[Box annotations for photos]
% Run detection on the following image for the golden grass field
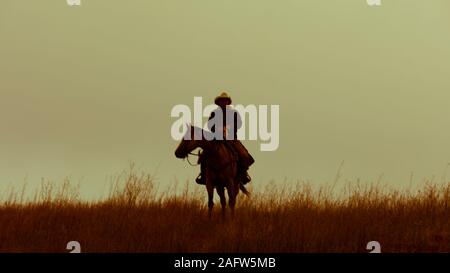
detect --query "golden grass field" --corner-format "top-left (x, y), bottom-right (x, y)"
top-left (0, 168), bottom-right (450, 253)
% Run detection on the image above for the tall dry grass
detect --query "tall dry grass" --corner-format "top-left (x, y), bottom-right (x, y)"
top-left (0, 169), bottom-right (450, 252)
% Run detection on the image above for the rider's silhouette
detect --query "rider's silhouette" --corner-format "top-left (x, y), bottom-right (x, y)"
top-left (195, 92), bottom-right (255, 185)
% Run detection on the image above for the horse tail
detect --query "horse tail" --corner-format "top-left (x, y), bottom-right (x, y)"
top-left (239, 183), bottom-right (250, 196)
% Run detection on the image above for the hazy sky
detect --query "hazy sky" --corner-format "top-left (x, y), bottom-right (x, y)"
top-left (0, 0), bottom-right (450, 195)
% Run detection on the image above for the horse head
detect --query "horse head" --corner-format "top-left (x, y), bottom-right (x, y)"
top-left (175, 125), bottom-right (204, 158)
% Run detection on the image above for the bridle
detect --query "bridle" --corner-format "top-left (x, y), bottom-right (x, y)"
top-left (186, 151), bottom-right (200, 167)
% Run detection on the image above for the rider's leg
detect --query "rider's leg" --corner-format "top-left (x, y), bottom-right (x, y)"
top-left (233, 140), bottom-right (255, 184)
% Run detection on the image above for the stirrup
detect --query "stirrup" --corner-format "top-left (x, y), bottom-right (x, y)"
top-left (242, 174), bottom-right (252, 185)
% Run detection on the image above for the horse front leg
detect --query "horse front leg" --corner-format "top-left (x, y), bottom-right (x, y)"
top-left (227, 181), bottom-right (237, 218)
top-left (206, 179), bottom-right (214, 219)
top-left (217, 187), bottom-right (227, 219)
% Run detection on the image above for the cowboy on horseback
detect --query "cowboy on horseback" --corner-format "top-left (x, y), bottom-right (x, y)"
top-left (195, 92), bottom-right (255, 185)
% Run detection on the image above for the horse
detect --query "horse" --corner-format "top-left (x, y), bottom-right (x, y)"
top-left (175, 125), bottom-right (249, 218)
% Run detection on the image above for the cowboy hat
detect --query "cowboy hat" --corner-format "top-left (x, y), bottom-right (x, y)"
top-left (214, 92), bottom-right (231, 105)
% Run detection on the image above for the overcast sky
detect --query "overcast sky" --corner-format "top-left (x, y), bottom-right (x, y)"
top-left (0, 0), bottom-right (450, 199)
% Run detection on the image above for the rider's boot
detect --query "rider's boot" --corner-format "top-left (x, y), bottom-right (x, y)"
top-left (195, 173), bottom-right (206, 185)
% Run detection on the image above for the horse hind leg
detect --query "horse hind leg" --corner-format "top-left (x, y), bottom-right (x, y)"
top-left (217, 187), bottom-right (227, 219)
top-left (206, 180), bottom-right (214, 218)
top-left (227, 183), bottom-right (237, 218)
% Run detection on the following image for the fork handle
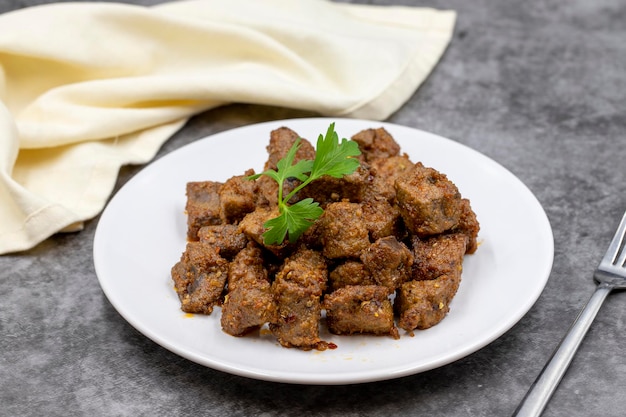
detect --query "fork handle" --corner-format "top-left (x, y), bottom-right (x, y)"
top-left (513, 283), bottom-right (615, 417)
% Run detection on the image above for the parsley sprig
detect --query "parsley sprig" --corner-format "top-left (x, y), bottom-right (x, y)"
top-left (248, 123), bottom-right (361, 245)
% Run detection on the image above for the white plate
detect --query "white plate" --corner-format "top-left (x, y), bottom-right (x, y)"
top-left (94, 118), bottom-right (554, 384)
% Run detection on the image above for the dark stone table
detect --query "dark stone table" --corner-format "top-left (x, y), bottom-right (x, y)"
top-left (0, 0), bottom-right (626, 417)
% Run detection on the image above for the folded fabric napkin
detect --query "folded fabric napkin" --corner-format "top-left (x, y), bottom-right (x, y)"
top-left (0, 0), bottom-right (456, 254)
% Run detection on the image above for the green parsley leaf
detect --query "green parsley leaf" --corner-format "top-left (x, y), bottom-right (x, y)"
top-left (263, 198), bottom-right (324, 245)
top-left (248, 123), bottom-right (361, 245)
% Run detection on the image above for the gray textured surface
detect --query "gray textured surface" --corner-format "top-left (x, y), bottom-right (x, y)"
top-left (0, 0), bottom-right (626, 417)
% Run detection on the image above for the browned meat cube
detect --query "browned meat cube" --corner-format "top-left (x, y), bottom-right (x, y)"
top-left (298, 165), bottom-right (372, 207)
top-left (198, 224), bottom-right (248, 260)
top-left (270, 249), bottom-right (328, 350)
top-left (394, 274), bottom-right (461, 332)
top-left (220, 244), bottom-right (276, 336)
top-left (452, 198), bottom-right (480, 254)
top-left (219, 170), bottom-right (260, 224)
top-left (265, 127), bottom-right (315, 170)
top-left (412, 233), bottom-right (468, 280)
top-left (395, 163), bottom-right (461, 236)
top-left (239, 207), bottom-right (293, 256)
top-left (172, 242), bottom-right (228, 314)
top-left (317, 202), bottom-right (370, 259)
top-left (220, 280), bottom-right (276, 336)
top-left (228, 242), bottom-right (269, 291)
top-left (361, 236), bottom-right (413, 293)
top-left (275, 247), bottom-right (328, 295)
top-left (352, 127), bottom-right (400, 161)
top-left (361, 199), bottom-right (403, 241)
top-left (329, 261), bottom-right (376, 290)
top-left (323, 285), bottom-right (399, 339)
top-left (185, 181), bottom-right (222, 241)
top-left (368, 154), bottom-right (413, 204)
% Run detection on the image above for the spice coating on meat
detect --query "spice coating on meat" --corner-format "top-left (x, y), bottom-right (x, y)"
top-left (412, 233), bottom-right (468, 280)
top-left (370, 155), bottom-right (413, 204)
top-left (171, 123), bottom-right (480, 350)
top-left (352, 127), bottom-right (400, 161)
top-left (264, 127), bottom-right (315, 170)
top-left (361, 199), bottom-right (404, 241)
top-left (239, 207), bottom-right (291, 256)
top-left (452, 198), bottom-right (480, 254)
top-left (394, 162), bottom-right (461, 236)
top-left (185, 181), bottom-right (222, 241)
top-left (219, 170), bottom-right (262, 224)
top-left (198, 224), bottom-right (248, 259)
top-left (361, 236), bottom-right (413, 293)
top-left (329, 261), bottom-right (376, 290)
top-left (318, 201), bottom-right (370, 259)
top-left (270, 245), bottom-right (328, 350)
top-left (324, 285), bottom-right (400, 339)
top-left (220, 244), bottom-right (276, 336)
top-left (394, 274), bottom-right (461, 332)
top-left (172, 242), bottom-right (228, 314)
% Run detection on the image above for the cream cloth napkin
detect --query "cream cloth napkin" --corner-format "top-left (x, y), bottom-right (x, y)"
top-left (0, 0), bottom-right (456, 254)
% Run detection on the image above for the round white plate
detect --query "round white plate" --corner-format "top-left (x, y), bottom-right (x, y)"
top-left (94, 118), bottom-right (554, 384)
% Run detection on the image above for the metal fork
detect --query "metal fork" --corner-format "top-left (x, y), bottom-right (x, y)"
top-left (513, 213), bottom-right (626, 417)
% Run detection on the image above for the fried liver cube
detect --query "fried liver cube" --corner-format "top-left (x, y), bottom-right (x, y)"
top-left (361, 199), bottom-right (403, 241)
top-left (323, 285), bottom-right (399, 339)
top-left (219, 170), bottom-right (262, 224)
top-left (171, 242), bottom-right (228, 314)
top-left (198, 224), bottom-right (248, 260)
top-left (411, 233), bottom-right (469, 280)
top-left (452, 198), bottom-right (480, 254)
top-left (269, 249), bottom-right (328, 350)
top-left (352, 127), bottom-right (400, 162)
top-left (394, 162), bottom-right (461, 236)
top-left (368, 154), bottom-right (413, 204)
top-left (394, 274), bottom-right (461, 332)
top-left (239, 207), bottom-right (293, 257)
top-left (329, 260), bottom-right (376, 290)
top-left (185, 181), bottom-right (222, 241)
top-left (361, 236), bottom-right (413, 293)
top-left (298, 164), bottom-right (372, 207)
top-left (220, 244), bottom-right (276, 336)
top-left (264, 127), bottom-right (315, 170)
top-left (317, 201), bottom-right (370, 259)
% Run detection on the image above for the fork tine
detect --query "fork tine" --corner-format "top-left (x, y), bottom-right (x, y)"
top-left (606, 213), bottom-right (626, 267)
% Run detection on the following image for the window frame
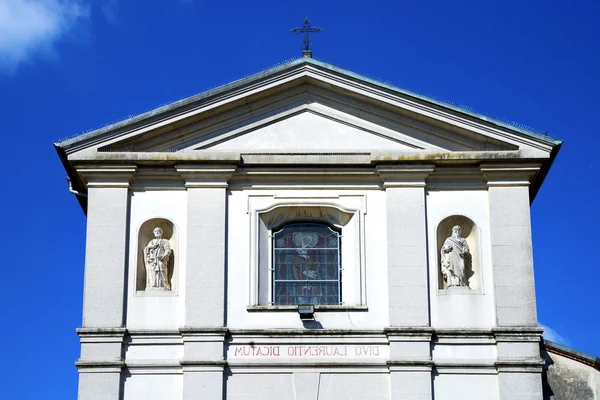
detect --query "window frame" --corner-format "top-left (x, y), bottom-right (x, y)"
top-left (270, 220), bottom-right (343, 306)
top-left (247, 193), bottom-right (367, 311)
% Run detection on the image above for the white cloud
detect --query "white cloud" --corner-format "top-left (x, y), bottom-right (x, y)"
top-left (539, 324), bottom-right (572, 347)
top-left (0, 0), bottom-right (90, 70)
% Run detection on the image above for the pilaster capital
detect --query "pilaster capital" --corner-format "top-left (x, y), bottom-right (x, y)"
top-left (75, 164), bottom-right (137, 188)
top-left (376, 164), bottom-right (435, 189)
top-left (479, 163), bottom-right (541, 188)
top-left (175, 164), bottom-right (237, 188)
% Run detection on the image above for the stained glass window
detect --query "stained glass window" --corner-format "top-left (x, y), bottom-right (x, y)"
top-left (273, 223), bottom-right (342, 305)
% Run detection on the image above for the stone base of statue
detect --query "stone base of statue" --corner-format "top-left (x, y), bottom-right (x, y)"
top-left (146, 287), bottom-right (171, 292)
top-left (443, 286), bottom-right (473, 294)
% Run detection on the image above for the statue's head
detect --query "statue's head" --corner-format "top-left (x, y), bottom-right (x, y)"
top-left (452, 225), bottom-right (461, 237)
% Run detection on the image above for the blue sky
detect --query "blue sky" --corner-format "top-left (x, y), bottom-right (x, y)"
top-left (0, 0), bottom-right (600, 399)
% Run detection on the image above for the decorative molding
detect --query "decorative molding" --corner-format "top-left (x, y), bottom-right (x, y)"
top-left (175, 164), bottom-right (237, 188)
top-left (246, 305), bottom-right (369, 312)
top-left (479, 163), bottom-right (542, 188)
top-left (75, 165), bottom-right (137, 188)
top-left (376, 164), bottom-right (435, 189)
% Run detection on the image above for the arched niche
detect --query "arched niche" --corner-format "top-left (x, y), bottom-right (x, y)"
top-left (135, 218), bottom-right (178, 291)
top-left (437, 215), bottom-right (481, 291)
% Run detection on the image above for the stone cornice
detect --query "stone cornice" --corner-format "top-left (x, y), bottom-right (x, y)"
top-left (175, 164), bottom-right (237, 188)
top-left (75, 164), bottom-right (137, 188)
top-left (479, 163), bottom-right (542, 188)
top-left (376, 164), bottom-right (435, 188)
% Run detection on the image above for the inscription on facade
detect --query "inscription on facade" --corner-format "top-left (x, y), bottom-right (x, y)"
top-left (229, 344), bottom-right (384, 358)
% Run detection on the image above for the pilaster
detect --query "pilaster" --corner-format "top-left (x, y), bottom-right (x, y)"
top-left (377, 165), bottom-right (434, 400)
top-left (176, 165), bottom-right (235, 400)
top-left (377, 165), bottom-right (434, 327)
top-left (76, 165), bottom-right (136, 400)
top-left (480, 164), bottom-right (540, 326)
top-left (75, 328), bottom-right (126, 400)
top-left (480, 164), bottom-right (543, 400)
top-left (386, 327), bottom-right (433, 400)
top-left (77, 165), bottom-right (136, 328)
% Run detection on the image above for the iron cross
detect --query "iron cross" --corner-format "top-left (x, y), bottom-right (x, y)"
top-left (292, 17), bottom-right (322, 51)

Exercise directions:
Copy the data from its first line through the line containing "top-left (0, 169), bottom-right (450, 252)", including that line. Omit the pictures.

Reply:
% Run detection on the following image for the golden grass field
detect --query "golden grass field" --corner-format "top-left (x, y), bottom-right (x, y)"
top-left (0, 168), bottom-right (450, 253)
% Run detection on the image above for the tall dry grass
detect --query "tall dry grass" --corner-format "top-left (x, y), bottom-right (x, y)"
top-left (0, 169), bottom-right (450, 252)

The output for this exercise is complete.